**Text passage**
SHORTLY AFTER ARRIVING in New York to cover President Nixon's Veterans Day motorcade through Westchester County, I went to the Hotel Roosevelt Headquarters of the New York Committee to Re-Elect the President to pick up my credentials from the Secret Service. Being a student newsman, and thus twice damned as far as the Nixon people were concerned, I had some trouble getting a press card; I passed the time wandering around the NYCREEP headquarters.
Most of the objects that fill a campaign headquarters are forgotten in an instant: promotional broadsides; banks of telephones; litterature tables; ugly furniture and carpeting. A campaign headquarters has a momentary and purely functional existence, and this is reflected in its furnishings. Like a newsroom, a campaign headquarters is supposed to look as raunchy as the people who inhabit it.
So I was surprised to see a brightly-colored, semi-profound epigram affixed to the wall next to the desk of Nixon press aide Maxine Paul. The epigram, lettered in the style of Sister Corrita, read: Do Not Cry Because The Sun Has Gone, For Your Tears Will Blind You To The Stars.
Since my visit to New York, I have tried to reflect on the meaning and conduct of the Nixon Presidential campaign. I have tried to consider the physical reality of Nixon's re-election machine: it is lavish with money and frugal with words; it is confident and professional; it is capable of appearing magnanimous, welcoming Democratic defectors. But most of all the Nixon campaign is elusive, as if it were guarding the darkest secrets, which in fact, it probably is.
In many ways, the Nixon campaign is not really a campaign at all. Nixon rarely leaves Washington, and when he does he is the President and not a candidate for President. Nixon does not debate the issues; he does not even seem to recognize that he is running opposed. This unperturbable Presidential posture seems to be a deliberate gesture of contempt for the old-fashioned idea that a person in public office should have to stand before the voters and explain himself.
But whatever the Nixon campaign is, it seems to be working, for Candidate Nixon has successfully avoided any discussion of the nature of his 1972 appeal to the people or of his proposed policies. Indeed, everything Nixon does seems to be calculated to convince people of the inevitability of his second term; and a voter who is not willing to concede Nixon's election as a foregone conclusion--who stubbornly insists on knowing what wool it is that Nixon is pulling over our eyes--must search for clues.
The best clue I have yet found to explain the nature of the Nixon campaign was scotch-taped to Maxine Paul's Hotel Roosevelt wall. Miss Paul is an intelligent woman, and we should think about her campaign-time advice: Do Not Cry Because The Sun Has Gone, For Your Tears Will Blind You To The Stars.
Voters: Don't cry for the dead Vietnamese and Americans; instead rejoice in the clever diplomacy of Henry Kissinger, brightest of the stars in the Nixon firmament. Rich Liberals: Don't kid yourselves into voting as if you really cared about blacks, Chicanos, Puerto Ricans and the rest of the poor and boring of the world get smart and support a candidate who believes in ruthless sell interest and makes no bones about it. And to you timid souls who many be troubled by the disappearance of the Bill of Rights and other key sections of the Constitution Grow up Even fascism has its good points and anyway-it's a waster of time trying to fight the big boys.

Records for location labeling
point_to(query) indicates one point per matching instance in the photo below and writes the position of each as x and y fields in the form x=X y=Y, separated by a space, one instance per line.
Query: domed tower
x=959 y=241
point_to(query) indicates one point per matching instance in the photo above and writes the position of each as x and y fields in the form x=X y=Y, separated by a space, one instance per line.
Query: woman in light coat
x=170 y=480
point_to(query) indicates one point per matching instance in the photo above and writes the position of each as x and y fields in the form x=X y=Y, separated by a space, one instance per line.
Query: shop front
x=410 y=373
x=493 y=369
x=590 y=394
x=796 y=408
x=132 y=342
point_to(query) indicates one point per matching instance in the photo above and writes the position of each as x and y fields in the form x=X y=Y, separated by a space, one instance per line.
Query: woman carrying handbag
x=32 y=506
...
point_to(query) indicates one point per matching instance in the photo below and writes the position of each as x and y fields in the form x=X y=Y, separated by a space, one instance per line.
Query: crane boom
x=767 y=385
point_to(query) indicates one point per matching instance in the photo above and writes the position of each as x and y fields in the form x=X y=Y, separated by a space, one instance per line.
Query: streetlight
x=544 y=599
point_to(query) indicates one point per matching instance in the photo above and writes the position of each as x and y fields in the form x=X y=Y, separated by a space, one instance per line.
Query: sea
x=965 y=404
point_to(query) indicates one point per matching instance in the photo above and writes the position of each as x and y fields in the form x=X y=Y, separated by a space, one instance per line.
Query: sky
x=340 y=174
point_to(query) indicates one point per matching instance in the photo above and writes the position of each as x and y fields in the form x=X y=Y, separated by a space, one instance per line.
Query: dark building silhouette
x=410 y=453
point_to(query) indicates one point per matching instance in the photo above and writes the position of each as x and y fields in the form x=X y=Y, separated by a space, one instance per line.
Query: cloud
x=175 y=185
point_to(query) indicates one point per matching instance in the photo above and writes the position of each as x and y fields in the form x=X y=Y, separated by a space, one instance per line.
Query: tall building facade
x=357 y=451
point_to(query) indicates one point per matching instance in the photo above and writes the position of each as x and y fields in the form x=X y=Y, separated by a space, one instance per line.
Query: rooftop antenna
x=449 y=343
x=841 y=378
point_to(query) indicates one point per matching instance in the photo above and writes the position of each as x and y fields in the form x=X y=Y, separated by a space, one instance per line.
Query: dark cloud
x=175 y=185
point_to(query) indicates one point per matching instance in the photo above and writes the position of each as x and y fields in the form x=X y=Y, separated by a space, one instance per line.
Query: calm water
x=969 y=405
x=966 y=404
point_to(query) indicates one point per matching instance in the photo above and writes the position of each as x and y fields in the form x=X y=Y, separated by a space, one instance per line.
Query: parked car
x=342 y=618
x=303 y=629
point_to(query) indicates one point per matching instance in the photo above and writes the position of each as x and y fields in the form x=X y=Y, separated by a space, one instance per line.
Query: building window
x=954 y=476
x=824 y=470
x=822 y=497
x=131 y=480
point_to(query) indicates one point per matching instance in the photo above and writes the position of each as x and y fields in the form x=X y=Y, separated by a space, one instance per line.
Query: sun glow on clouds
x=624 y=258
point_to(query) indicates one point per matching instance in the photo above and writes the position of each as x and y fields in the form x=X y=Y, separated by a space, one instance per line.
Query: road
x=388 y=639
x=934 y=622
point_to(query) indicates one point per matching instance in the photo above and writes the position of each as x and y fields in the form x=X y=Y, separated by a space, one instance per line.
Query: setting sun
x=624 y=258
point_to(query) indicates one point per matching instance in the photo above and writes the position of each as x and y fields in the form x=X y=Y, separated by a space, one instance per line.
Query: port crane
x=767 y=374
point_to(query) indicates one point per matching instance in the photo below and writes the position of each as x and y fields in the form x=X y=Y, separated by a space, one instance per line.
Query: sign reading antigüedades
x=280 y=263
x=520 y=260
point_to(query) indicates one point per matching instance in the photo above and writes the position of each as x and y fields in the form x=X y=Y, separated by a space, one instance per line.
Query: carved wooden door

**Problem set**
• a. In the essay on the Nixon campaign, next to whose desk was the brightly colored epigram affixed?
• b. Translate into Spanish this sentence from the essay on the Nixon campaign: "In many ways, the Nixon campaign is not really a campaign at all."
• c. Write out the part of the essay on the Nixon campaign that opens with the words containing "Since my visit" and closes with "it probably is.".
The data above are separate material and do not form part of the essay on the Nixon campaign.

**Task-by-task outputs**
• a. It was next to the desk of Nixon press aide Maxine Paul.

• b. En muchos sentidos, la campaña de Nixon no es realmente una campaña en absoluto.

• c.
Since my visit to New York, I have tried to reflect on the meaning and conduct of the Nixon Presidential campaign. I have tried to consider the physical reality of Nixon's re-election machine: it is lavish with money and frugal with words; it is confident and professional; it is capable of appearing magnanimous, welcoming Democratic defectors. But most of all the Nixon campaign is elusive, as if it were guarding the darkest secrets, which in fact, it probably is.